*Materials provided*
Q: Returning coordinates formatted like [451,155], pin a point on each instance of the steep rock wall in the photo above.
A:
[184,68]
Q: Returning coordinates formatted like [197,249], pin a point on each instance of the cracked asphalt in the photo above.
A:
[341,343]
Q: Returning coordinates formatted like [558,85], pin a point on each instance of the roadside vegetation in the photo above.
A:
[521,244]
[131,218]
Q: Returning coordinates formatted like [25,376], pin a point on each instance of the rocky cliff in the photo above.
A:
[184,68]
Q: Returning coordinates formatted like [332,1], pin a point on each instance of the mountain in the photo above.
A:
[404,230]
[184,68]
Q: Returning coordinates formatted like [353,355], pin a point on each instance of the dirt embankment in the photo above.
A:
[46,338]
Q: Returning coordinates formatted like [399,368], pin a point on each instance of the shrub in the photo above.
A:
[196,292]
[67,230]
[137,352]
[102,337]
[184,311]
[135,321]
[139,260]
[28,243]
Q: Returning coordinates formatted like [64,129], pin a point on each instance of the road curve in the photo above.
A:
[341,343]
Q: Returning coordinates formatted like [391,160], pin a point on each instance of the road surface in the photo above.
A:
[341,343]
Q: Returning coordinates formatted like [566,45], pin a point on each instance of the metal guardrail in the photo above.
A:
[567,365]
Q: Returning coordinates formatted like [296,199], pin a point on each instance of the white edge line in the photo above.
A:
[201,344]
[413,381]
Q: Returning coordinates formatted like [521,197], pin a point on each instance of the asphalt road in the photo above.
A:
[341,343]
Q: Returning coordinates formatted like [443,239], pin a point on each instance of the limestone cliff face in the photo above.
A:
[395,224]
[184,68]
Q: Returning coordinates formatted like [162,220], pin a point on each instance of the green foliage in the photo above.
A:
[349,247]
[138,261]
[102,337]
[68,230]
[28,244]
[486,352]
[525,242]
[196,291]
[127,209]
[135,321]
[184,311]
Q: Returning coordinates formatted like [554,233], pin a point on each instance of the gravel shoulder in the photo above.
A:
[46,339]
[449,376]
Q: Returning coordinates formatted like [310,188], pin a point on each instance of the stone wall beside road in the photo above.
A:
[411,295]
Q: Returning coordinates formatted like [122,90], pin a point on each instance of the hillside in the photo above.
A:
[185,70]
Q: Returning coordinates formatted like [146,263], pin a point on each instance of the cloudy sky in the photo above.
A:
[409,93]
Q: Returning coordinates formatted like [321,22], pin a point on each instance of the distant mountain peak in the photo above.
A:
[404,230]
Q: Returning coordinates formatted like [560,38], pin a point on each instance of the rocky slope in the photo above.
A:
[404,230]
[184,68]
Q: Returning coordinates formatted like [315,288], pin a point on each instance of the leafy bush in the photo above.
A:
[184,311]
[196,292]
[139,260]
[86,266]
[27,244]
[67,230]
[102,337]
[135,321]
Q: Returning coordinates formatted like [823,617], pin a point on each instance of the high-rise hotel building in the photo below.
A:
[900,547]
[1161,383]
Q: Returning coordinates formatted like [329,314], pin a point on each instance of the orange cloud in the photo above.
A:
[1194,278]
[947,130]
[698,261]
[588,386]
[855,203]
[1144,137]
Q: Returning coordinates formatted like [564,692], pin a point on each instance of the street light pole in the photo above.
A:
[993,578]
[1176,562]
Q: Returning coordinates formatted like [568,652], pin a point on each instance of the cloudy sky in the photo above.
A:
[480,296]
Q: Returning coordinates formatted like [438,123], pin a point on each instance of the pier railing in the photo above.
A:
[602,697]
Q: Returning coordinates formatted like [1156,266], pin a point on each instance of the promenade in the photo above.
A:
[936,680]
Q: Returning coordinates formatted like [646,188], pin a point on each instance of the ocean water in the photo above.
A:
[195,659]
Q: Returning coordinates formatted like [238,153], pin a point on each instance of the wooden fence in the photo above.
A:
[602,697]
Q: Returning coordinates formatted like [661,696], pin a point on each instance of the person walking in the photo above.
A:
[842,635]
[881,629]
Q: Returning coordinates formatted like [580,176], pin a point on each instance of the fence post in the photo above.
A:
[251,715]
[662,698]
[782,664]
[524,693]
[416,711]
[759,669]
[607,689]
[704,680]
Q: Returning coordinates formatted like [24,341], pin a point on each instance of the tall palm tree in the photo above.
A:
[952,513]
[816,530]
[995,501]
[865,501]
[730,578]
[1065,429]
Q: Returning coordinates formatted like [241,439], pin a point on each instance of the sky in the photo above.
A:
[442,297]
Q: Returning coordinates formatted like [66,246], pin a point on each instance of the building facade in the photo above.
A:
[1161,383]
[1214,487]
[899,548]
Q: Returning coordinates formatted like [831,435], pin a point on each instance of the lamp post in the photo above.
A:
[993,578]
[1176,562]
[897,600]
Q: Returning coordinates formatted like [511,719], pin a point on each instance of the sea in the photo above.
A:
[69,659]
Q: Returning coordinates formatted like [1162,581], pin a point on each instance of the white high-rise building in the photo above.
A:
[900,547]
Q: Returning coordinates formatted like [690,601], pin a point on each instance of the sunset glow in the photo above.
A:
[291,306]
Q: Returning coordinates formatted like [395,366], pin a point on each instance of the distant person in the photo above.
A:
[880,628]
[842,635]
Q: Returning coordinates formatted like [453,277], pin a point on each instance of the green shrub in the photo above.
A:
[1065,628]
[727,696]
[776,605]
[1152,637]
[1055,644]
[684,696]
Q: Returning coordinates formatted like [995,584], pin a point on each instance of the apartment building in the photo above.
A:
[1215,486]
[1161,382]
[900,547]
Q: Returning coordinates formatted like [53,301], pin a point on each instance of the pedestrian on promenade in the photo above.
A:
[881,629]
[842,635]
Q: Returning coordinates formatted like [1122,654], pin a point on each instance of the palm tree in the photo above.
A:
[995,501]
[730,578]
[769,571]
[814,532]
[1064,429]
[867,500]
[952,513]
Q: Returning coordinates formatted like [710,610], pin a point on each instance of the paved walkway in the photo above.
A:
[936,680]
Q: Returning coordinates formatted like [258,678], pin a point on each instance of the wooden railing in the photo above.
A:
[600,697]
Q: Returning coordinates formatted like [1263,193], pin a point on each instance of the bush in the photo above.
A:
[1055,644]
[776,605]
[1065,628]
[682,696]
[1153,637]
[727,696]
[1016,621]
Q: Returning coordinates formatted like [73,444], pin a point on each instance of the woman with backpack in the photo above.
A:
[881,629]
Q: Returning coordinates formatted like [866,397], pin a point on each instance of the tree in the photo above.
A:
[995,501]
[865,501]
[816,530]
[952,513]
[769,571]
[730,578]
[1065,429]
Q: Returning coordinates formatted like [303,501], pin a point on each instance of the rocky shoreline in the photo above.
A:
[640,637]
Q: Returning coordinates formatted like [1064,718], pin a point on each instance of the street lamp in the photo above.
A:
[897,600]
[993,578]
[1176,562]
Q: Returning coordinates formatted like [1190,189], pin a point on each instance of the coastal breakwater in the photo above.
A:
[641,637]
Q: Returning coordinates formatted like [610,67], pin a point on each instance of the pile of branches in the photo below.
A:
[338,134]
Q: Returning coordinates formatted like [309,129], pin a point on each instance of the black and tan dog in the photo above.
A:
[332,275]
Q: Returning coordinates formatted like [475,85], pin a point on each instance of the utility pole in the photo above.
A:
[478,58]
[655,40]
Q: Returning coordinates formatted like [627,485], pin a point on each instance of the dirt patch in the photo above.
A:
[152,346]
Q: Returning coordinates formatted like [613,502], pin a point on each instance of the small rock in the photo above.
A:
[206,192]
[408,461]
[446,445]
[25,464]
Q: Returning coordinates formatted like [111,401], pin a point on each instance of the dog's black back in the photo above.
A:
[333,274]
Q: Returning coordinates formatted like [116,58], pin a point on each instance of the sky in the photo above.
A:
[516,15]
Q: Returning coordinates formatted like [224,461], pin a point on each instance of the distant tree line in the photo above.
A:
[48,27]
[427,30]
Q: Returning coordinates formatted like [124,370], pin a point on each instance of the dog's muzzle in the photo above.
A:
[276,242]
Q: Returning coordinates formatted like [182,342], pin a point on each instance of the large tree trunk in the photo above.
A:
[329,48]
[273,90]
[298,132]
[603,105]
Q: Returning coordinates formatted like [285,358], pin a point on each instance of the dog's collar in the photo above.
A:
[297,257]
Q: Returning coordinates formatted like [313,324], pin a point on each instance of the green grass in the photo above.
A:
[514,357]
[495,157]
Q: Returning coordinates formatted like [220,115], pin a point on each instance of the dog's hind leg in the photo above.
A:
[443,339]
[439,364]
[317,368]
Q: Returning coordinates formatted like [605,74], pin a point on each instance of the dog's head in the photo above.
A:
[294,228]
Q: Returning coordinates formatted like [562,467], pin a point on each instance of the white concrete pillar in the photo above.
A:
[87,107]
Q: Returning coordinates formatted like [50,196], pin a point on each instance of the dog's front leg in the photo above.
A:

*Short problem*
Everything from the line containing "Q: Returning coordinates formatted like [313,324], pin" to the last line of the entries above should be quoted exactly, and only that.

*Solution to this task*
Q: Returning coordinates formatted like [313,324], pin a point on each instance of the green grass in the photo above.
A:
[514,357]
[495,157]
Q: Returning coordinates formatted like [220,115], pin a point on each instance of the dog's hind leg in the photo above.
A:
[443,339]
[439,364]
[317,368]
Q: Returning coordinates formatted like [605,74], pin a point on each instance of the dog's head in the photo above.
A:
[294,228]
Q: Returning coordinates formatted like [562,467], pin a point on each instance of the white concrete pillar in the photo above.
A:
[87,107]
Q: Returning coordinates formatted like [50,196], pin a point on each instance of the dog's front leg in the photo above.
A:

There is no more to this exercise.